Source document:
______________________________
Tubes: A Journey To the Center of the Internet

William Gibson, first in his novel Burning Chrome and then later in the seminal Neuromancer, both coined and defined "cyberspace" as "a consensual hallucination experienced daily by billions of legitimate operators." His novels predate the universal adoption of  the World Wide Web as a communication matrix, and his psychedelic fantasy of cyberspace–a kind of semantic space navigated by users in virtual-reality, where information takes form as navigable structures–is not quite (yet) our web, but he was correct in his estimation of the network as a hallucination.

Most of us know, on some foggy level, that the internet is made of stuff. We're not sure what, exactly, but we imagine cables are involved, and distant buildings full of computers. The consensual hallucination of our time is our willful ignorance of these tangibles. We perceive and treat the Internet as though it were inchoate; the trend of the moment is precisely to imagine it as a cloud, which summons visions of tensile webs of information floating, ethereal, in the sky. Like a lot of things we can't see, we shelve it in the firmament and forget about it.

This is where journalist Andrew Blum comes in, with his excellent new book Tubes: A Journey to the Center of the Internetto pull the cables down from the ceiling, if you will, and thrust them in our faces. Blum's opening gambit is a simple question: "When your Internet cable leaves your living room, where does it go?" To find the answer, he literally follows the cables out of the back of his router and across the world, to see a fiber-optic cable being dragged onto a Portuguese beach, to massively secretive Google data centers in the rural US, and to the major internet meeting-points of Europe.

He takes great pains to continually remind us why his journey is interesting, which I understand. Done any other way and his tireless visits to internet exchanges, router manufacturers, and nondescript industrial buildings worldwide might be the most boring travelogue in the history of the genre. The Internet, as it turns out, isn't spectacular, nor is it built for tourism; Blum, in traveling halfway across the planet to look at a blinking router in a closet in Frankfurt, is as disappointed at the Internet's lack of fanfare as you might imagine. But he still stares at the green lights, the yellow network cables, feels the drone of machinery around him, and he drums it in: these are tactile pieces of the thing! Pay attention!

This disconnect between the network on the ground and its imagined form is the emotional center of the book, the uncanny friction that propels Blum along the titular tubes. I commend him for making it personal: in a rental car parked outside a landing station in Porthcurno, England, a few hundred yards from a cable that runs under a cow-field before plunging across the Atlantic ocean all the way to America, Blum's quotidian experiences as a networked person–video chatting with the kids, updating an editor via email–seem particularly surreal, and it makes our cobbled-together cyber-culture particularly fascinating.
______________________________
Stored data:
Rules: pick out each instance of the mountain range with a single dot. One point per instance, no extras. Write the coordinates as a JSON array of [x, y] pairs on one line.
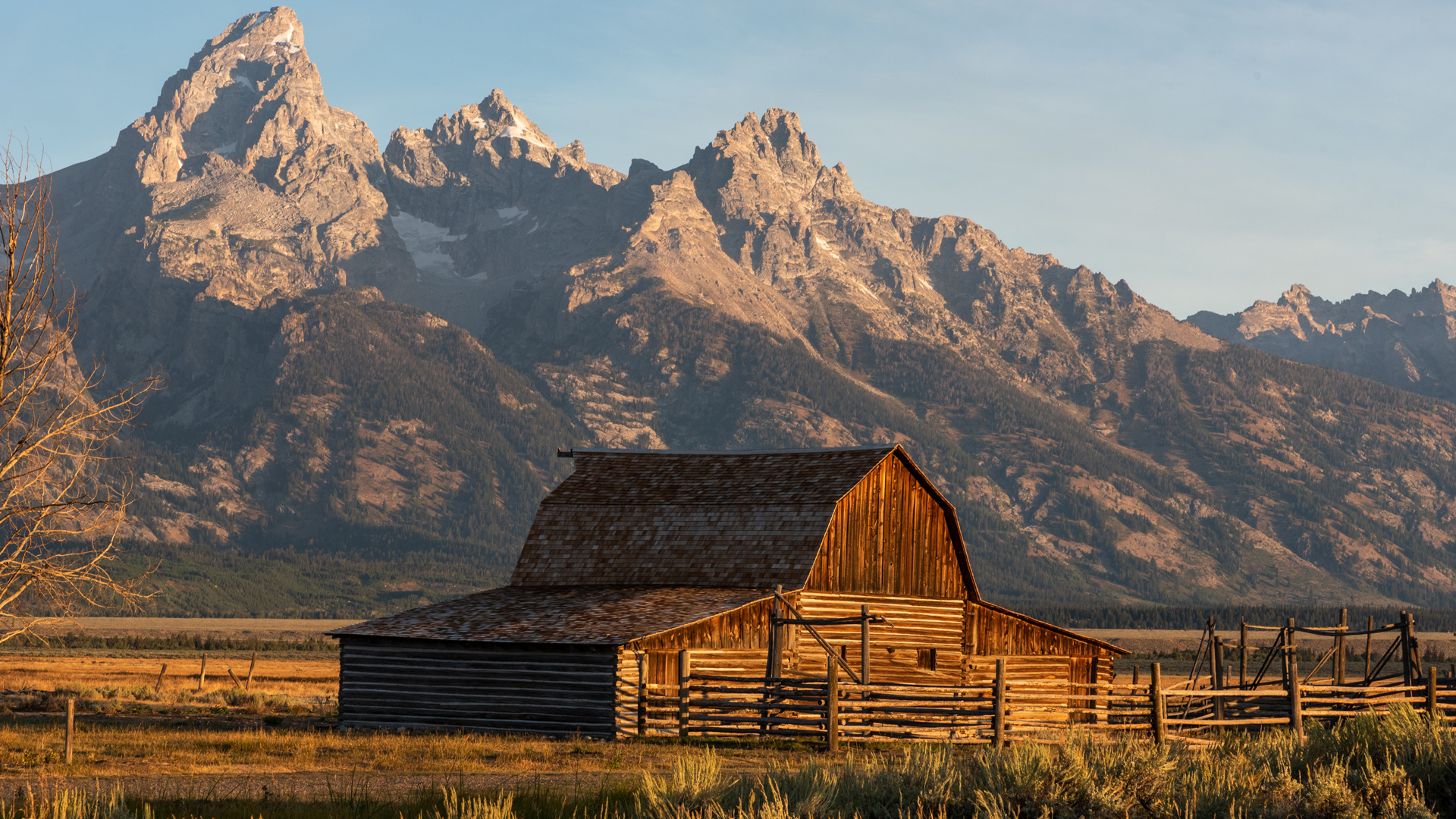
[[373, 357]]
______________________________
Continue the review of Andrew Blum's book Tubes, starting right after its final paragraph, the one about Porthcurno.

Output below:
Tubes might have well been called "Everything You've Always Wanted to Know About the Internet But Were Afraid to Ask." What boggled me while reading Tubes was the shocking, almost rudimentary simplicity of the Internet. It's cables. Cables strung, overland and undersea, all around the world, literally–or as network engineers say, logicallyconnecting our devices to one another. You call up a web page hosted in Singapore, and the bits, in the form of inconceivably fast beams of light, travel on fiber-optic rails all the way from South-East Asia to your actual computer. Which: OK, sure, of course. But also, did you actually know that?

Unless one of the waypoints in that journey is dependent on satellite Internet, those bits never leave the surface of the planet; which is to say, contrary to popular abstraction, no clouds are involved in The Cloud. And yet the movement towards thinking about the Internet in such abstract terms shows no signs of slowing. As another one of our great science fiction prophets already warned us, sufficiently advanced technology is indistinguishable from magic.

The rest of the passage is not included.